[Supplied records]:
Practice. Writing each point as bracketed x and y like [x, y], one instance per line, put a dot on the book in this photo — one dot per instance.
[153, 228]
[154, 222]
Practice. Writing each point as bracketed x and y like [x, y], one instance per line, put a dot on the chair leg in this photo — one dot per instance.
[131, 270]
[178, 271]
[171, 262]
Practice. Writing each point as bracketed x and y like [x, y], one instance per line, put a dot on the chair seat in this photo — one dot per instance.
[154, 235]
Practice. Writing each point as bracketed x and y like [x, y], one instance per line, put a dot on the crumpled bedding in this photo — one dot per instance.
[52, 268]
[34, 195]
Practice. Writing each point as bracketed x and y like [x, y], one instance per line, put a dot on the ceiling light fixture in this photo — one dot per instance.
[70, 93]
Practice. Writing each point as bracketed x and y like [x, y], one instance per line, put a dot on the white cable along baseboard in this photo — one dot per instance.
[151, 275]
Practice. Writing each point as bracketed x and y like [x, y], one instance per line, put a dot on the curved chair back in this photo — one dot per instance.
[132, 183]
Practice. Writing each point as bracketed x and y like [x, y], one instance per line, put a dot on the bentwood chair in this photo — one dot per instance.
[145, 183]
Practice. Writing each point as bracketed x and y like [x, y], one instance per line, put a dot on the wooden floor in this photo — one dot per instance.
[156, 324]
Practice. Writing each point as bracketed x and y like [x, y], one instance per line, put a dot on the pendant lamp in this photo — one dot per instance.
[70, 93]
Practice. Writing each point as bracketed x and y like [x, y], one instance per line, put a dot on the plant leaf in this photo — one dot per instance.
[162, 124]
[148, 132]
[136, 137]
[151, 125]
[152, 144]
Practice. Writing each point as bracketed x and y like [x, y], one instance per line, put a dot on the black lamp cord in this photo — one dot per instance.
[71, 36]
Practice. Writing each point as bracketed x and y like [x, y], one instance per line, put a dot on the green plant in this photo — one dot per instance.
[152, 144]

[Exercise]: Turn everything in the listing from the line containing "on the black" down through the end into a Markdown table with the columns Index and Line. Give each line its own numbered row and leave out blank lines.

[Completed exercise]:
| Index | Line |
|---|---|
| 1 | Practice. Writing each point as bracketed x and y like [x, y], one instance per line, put a dot on the black lamp cord in this photo — one dot per instance. |
| 2 | [71, 36] |
| 3 | Practice. Writing each point as bracketed x and y like [x, y], one instance per line, put a dot on the green plant in this photo — one dot per instance. |
| 4 | [152, 144] |